• TESTO MOSTRATO
-=-=-

L’Osce è a un bivio:
Successi, in questi 50 anni dall’Atto finale di Helsinki, ce ne sono stati tanti, come pure sfide vinte. Quello a cui si assiste, invece, negli ultimi anni all’interno dell’Osce è «una crescente rottura della fiducia reciproca tra alcuni Stati partecipanti, un aumento dell’aggressività ideologica e un palese disprezzo dei principi fondamentali» contenuti nello stesso Atto finale di Helsinki. Non risparmia denunce e richiami, monsignor Paul Richard Gallagher, ai membri dell’Organizzazione per la sicurezza e cooperazione in Europa, a cui rilancia l’invito a recuperare uno spirito di dialogo e collaborazione. Pena l’«auto-annullamento» dello stesso organismo. «L’Osce è innegabilmente a un bivio e il suo futuro è responsabilità di ogni singolo Stato partecipante», dice l’arcivescovo nel suo intervento di ieri al 31° Consiglio dei Ministri in corso a Malta, Paese che nel 2024 ha la presidenza annuale dell’organismo.
Ai ministri degli Esteri dei 57 Stati partecipanti di tre continenti, Gallagher porta il saluto del Papa e la gratitudine per tanti traguardi raggiunti, sempre con l’impegno di perseguire «pace», «sicurezza» e «giustizia», ma porta al contempo la «preoccupazione» della Santa Sede nell’osservare «la crescente frammentazione e le divisioni che stanno oscurando le radici stesse dell’Osce e influenzano il suo lavoro quotidiano». A tal proposito, il segretario per i Rapporti con gli Stati ricorda nel suo intervento il monito di Papa Francesco che, parlando di cooperazione internazionale, ha messo in guardia dal «rischio di dividersi in ‘club’ che ammettono solo Stati ritenuti ideologicamente compatibili». «Anche le agenzie dedicate al bene comune e alle questioni tecniche, che finora si sono dimostrate efficaci, rischiano la paralisi a causa della polarizzazione ideologica e dello sfruttamento da parte di singoli Stati», diceva Francesco, e Gallagher lo ha ribadito.

-=-=-

• ESTRATTO DEI DATI
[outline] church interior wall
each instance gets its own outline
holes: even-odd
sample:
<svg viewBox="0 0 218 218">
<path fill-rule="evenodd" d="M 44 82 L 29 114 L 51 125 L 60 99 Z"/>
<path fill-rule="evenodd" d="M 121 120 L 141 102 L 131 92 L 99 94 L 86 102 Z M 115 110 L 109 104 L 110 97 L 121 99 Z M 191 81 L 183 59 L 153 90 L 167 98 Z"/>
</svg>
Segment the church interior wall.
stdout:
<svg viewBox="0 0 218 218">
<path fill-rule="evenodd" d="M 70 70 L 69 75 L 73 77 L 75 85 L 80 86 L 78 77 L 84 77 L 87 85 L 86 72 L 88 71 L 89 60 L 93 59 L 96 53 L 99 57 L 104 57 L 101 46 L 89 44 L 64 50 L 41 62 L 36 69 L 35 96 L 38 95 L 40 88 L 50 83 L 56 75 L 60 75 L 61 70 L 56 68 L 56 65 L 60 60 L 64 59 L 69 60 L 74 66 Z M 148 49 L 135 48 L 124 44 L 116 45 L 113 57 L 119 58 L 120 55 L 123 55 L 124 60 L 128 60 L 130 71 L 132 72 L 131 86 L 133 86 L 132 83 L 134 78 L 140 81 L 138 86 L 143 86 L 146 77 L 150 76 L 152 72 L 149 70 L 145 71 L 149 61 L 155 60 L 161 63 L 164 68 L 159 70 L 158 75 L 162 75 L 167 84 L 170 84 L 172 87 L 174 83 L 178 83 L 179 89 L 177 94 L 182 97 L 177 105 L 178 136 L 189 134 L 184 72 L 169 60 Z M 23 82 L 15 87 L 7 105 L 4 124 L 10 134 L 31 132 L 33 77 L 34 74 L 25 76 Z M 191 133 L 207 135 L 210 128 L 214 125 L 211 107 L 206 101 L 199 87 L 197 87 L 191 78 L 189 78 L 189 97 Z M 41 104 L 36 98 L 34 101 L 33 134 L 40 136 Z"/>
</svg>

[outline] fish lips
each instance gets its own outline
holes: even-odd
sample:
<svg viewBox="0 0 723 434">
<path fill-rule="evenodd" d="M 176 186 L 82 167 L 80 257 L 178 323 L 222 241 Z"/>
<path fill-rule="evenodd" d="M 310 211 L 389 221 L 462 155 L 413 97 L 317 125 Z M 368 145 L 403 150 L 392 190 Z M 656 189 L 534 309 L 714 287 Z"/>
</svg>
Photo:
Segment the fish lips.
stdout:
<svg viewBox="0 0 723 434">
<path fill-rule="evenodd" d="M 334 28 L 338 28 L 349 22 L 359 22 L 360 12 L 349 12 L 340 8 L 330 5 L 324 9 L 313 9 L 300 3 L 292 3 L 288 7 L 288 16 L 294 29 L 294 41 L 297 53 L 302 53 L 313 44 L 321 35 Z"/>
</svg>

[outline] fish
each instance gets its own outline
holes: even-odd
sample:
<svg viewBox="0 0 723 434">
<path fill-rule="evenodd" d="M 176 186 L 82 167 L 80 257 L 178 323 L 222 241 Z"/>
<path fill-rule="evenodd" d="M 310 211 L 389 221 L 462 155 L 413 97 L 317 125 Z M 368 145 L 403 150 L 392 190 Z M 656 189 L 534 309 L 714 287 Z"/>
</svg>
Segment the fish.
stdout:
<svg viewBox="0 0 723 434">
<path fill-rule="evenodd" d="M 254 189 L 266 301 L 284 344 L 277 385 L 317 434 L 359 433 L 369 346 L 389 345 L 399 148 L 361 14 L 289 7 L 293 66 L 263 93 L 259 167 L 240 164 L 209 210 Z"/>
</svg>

-=-=-

• OBIETTIVI
**a)** Riassumi in un elenco puntato il paragrafo del testo sull'Osce che comincia con "Ai ministri degli Esteri", mantenendone i fatti principali.
**b)** Secondo il testo sull'Osce, in quale Paese si svolge il 31° Consiglio dei Ministri?
**c)** Elenca i fenomeni che, secondo il testo sull'Osce, si osservano negli ultimi anni all'interno dell'organizzazione.

• SOLUZIONI
**a)**
- Gallagher porta ai ministri degli Esteri dei 57 Stati partecipanti di tre continenti il saluto del Papa e la gratitudine per i traguardi raggiunti perseguendo pace, sicurezza e giustizia.
- Esprime la preoccupazione della Santa Sede per la crescente frammentazione e le divisioni che oscurano le radici dell'Osce e ne influenzano il lavoro quotidiano.
- Ribadisce il monito di Papa Francesco sul rischio di dividersi in "club" che ammettono solo Stati ritenuti ideologicamente compatibili.
- Riprende anche l'avvertimento che le agenzie dedicate al bene comune e alle questioni tecniche rischiano la paralisi per la polarizzazione ideologica e lo sfruttamento da parte di singoli Stati.

**b)** A Malta.

**c)**
- Una crescente rottura della fiducia reciproca tra alcuni Stati partecipanti
- Un aumento dell'aggressività ideologica
- Un palese disprezzo dei principi fondamentali contenuti nell'Atto finale di Helsinki